Location identification items:
--
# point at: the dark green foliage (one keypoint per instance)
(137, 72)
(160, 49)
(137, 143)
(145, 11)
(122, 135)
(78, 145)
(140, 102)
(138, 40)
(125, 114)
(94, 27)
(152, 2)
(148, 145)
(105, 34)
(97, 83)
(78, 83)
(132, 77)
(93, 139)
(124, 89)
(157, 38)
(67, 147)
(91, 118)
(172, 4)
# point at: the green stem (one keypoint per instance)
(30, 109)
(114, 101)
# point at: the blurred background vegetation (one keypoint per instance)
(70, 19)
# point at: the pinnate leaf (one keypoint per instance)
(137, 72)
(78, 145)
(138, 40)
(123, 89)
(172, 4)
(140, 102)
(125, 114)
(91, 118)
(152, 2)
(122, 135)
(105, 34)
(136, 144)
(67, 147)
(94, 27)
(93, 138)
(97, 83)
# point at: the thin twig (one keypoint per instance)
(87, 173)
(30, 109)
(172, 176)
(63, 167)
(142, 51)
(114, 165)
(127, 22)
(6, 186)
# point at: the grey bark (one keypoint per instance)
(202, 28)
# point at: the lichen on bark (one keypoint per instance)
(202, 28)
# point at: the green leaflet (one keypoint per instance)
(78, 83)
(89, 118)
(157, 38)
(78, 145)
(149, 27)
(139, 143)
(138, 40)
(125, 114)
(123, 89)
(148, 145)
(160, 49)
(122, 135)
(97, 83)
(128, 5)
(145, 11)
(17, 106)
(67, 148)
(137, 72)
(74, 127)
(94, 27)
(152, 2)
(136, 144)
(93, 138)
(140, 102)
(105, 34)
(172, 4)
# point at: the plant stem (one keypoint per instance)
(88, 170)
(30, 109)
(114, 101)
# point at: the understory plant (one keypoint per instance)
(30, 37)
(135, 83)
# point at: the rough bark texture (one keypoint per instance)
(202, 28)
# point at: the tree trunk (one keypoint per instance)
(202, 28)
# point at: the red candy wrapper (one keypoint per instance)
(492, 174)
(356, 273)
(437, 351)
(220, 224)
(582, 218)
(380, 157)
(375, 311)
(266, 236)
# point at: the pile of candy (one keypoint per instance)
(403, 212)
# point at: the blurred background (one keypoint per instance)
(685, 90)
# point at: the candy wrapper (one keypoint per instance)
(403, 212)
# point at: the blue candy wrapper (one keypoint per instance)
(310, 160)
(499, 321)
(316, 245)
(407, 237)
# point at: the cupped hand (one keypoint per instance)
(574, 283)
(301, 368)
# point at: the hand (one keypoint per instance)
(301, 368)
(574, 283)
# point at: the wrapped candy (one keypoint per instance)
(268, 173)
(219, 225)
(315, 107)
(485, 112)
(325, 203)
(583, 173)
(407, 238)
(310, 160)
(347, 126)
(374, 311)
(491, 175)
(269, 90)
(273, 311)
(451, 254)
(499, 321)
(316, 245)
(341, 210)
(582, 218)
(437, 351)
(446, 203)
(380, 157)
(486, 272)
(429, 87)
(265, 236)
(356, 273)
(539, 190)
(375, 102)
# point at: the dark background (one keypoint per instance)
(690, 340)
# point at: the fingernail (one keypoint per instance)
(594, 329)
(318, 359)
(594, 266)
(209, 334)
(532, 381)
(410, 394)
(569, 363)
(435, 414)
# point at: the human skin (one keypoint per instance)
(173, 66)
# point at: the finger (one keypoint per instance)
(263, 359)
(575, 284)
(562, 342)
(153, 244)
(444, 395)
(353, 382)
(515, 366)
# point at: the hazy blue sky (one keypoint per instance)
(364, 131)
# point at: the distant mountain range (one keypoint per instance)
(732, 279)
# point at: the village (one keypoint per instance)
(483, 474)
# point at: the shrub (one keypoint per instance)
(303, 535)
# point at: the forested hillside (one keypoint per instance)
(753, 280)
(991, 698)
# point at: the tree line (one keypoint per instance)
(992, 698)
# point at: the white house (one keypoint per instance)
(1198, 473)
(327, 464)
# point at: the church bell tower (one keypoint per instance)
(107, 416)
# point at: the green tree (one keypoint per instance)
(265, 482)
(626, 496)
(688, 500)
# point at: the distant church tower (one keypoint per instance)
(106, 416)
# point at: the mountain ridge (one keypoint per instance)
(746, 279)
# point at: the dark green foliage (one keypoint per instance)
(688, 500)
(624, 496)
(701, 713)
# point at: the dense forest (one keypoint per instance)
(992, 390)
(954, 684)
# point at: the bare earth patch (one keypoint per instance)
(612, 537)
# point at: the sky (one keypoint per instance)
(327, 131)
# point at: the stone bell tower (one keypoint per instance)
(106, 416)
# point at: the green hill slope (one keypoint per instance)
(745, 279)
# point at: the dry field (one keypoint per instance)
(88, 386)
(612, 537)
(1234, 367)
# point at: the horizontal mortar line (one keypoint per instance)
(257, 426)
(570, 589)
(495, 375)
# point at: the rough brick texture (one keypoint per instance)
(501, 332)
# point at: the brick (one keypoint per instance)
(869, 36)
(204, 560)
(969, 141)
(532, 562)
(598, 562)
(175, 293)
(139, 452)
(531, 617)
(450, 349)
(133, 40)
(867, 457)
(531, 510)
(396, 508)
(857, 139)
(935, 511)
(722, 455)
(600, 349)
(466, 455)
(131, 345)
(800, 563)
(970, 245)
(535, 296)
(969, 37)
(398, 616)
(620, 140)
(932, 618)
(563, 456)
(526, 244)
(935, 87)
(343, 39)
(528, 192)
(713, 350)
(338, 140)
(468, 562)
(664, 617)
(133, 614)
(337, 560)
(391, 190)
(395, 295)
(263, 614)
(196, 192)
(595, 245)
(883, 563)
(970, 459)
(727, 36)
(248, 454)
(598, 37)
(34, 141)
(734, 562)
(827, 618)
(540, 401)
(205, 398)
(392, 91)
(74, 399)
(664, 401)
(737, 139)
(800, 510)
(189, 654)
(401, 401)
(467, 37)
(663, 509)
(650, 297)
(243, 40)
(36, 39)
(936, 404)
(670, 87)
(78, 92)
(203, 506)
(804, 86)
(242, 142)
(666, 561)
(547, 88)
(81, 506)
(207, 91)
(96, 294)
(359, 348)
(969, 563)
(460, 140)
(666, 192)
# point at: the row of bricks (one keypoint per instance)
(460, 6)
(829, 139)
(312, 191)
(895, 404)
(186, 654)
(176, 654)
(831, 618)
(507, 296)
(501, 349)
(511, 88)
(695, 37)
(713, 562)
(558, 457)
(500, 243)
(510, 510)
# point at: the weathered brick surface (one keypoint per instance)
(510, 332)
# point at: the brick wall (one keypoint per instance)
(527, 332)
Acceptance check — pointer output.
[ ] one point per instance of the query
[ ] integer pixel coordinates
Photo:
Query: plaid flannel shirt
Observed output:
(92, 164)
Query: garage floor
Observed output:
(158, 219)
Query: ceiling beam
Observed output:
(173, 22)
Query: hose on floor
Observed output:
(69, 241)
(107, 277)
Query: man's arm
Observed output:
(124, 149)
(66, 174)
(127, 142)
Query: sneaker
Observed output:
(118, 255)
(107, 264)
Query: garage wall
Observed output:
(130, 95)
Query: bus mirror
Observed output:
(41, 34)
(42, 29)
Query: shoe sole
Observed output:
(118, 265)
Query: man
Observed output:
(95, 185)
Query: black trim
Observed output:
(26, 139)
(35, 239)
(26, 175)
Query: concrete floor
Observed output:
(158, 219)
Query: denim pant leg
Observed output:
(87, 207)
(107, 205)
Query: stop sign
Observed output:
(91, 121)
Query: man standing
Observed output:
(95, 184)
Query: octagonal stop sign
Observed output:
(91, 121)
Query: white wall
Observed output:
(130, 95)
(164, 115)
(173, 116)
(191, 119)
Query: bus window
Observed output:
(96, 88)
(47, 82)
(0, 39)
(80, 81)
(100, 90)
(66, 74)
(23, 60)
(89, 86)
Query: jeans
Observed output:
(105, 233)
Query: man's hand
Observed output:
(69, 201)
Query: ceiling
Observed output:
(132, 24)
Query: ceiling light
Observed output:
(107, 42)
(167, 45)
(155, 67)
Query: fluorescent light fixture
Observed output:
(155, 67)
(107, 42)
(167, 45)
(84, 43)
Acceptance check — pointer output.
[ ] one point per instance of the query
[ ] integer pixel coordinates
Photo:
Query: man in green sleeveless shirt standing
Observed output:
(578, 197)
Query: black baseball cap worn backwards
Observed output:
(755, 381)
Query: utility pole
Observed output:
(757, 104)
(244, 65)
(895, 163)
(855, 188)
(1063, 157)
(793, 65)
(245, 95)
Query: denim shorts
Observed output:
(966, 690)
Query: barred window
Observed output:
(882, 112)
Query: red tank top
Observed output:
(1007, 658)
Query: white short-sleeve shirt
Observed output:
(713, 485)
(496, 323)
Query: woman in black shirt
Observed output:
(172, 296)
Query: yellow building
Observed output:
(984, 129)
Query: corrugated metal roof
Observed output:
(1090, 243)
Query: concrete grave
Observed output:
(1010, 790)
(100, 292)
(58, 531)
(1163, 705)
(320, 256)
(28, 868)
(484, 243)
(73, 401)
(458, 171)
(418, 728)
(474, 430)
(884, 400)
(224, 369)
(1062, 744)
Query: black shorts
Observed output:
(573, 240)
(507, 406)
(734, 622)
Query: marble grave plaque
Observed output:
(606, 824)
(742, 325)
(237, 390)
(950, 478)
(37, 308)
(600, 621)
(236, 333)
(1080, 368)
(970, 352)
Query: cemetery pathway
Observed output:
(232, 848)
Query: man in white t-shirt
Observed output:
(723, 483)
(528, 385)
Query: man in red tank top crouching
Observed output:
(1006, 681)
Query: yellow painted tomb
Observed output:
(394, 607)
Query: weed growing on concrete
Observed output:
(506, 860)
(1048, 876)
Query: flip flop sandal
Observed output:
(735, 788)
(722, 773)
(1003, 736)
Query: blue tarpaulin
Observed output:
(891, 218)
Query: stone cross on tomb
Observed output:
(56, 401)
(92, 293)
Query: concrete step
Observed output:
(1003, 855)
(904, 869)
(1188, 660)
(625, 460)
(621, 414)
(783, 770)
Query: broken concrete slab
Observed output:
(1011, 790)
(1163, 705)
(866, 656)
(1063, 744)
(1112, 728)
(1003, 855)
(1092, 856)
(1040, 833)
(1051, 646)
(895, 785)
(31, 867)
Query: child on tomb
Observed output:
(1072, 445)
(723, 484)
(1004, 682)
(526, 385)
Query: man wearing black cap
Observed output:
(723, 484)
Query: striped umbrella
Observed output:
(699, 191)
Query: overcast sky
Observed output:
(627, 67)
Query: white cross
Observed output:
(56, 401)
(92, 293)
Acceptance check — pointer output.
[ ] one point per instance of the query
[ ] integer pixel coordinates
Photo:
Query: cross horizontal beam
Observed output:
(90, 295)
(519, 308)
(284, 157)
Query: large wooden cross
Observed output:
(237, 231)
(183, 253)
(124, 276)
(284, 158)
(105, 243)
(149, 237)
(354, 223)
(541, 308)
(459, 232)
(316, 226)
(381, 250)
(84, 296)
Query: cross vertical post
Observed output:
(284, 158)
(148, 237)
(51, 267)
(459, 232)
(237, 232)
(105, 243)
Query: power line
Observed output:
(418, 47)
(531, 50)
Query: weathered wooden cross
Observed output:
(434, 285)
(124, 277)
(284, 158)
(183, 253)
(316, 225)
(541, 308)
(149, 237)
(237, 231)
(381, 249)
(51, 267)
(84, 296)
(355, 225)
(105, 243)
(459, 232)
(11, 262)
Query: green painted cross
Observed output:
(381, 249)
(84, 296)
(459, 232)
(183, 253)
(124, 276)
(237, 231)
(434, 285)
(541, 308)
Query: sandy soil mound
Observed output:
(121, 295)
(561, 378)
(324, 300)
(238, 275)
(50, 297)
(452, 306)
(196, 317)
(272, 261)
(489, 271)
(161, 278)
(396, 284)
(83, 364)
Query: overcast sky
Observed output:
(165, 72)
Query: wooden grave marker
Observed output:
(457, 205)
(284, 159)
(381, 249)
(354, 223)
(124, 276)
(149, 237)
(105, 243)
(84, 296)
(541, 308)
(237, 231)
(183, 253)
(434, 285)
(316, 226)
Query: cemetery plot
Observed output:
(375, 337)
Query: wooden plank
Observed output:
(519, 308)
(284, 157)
--
GOAL:
Render the lines of the rows from the line containing "Query: wooden grave marker" through the end of the rows, both inclusive, as a Markdown table with the columns Number and Entry, omitting any blank lines.

TASK OUTPUT:
| Number | Entry |
|---|---|
| 1 | Query: wooden grave marker |
| 2 | Observed output: |
| 3 | (457, 205) |
| 4 | (284, 159) |
| 5 | (381, 249) |
| 6 | (354, 223) |
| 7 | (124, 276) |
| 8 | (149, 237) |
| 9 | (105, 243) |
| 10 | (84, 296) |
| 11 | (541, 308) |
| 12 | (237, 231) |
| 13 | (183, 253) |
| 14 | (434, 285) |
| 15 | (316, 226) |
| 16 | Query: cemetery plot |
| 17 | Observed output: |
| 18 | (375, 337) |
| 19 | Query: wooden plank |
| 20 | Observed output: |
| 21 | (519, 308) |
| 22 | (284, 157) |